**Work to complete:** Reproduce the part of the post on iterating through an array that opens with the words containing "However, I need" and closes with "repeat the search.".

Text block below:

I am trying to iterate through an array and currently have nested for loops using the loop index to accomplish this. (Is this even best practice?) This works great for one pass through the array.
However, I need to find the optimal way to iterate through the array multiple times until I process a certain value found in the cells, and keep searching until the value is no longer found. If I find the value, I would remove it from that cell but possibly add the value elsewhere in the array, thus the need to search/iterate through again.
Here are my ideas on how to do this ...
A) If possible, make a loop that uses a counter variable as the loopindex that I increase or decrease accordingly, this way I could check the cells in one row for the value I'm looking for, if value was found counter does not increase and I process the row again. If value is not found, then all clear and I increase the counter by 1 thus moving to the next row. This choice would let me process only one row at a time before having to repeat the search.
B) Use my existing nested for loop inside a while loop, and just keep running the for loop with regular loop index until the value is no longer found in the array. This seems simpler to set up but would iterate through the whole array before having to start the search over again.

End of Text block.
Raw data below:

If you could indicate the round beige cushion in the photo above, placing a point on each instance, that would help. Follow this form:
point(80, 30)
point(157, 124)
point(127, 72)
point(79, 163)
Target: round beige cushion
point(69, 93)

End of Raw data.

**Result of the task:**
However, I need to find the optimal way to iterate through the array multiple times until I process a certain value found in the cells, and keep searching until the value is no longer found. If I find the value, I would remove it from that cell but possibly add the value elsewhere in the array, thus the need to search/iterate through again.
Here are my ideas on how to do this ...
A) If possible, make a loop that uses a counter variable as the loopindex that I increase or decrease accordingly, this way I could check the cells in one row for the value I'm looking for, if value was found counter does not increase and I process the row again. If value is not found, then all clear and I increase the counter by 1 thus moving to the next row. This choice would let me process only one row at a time before having to repeat the search.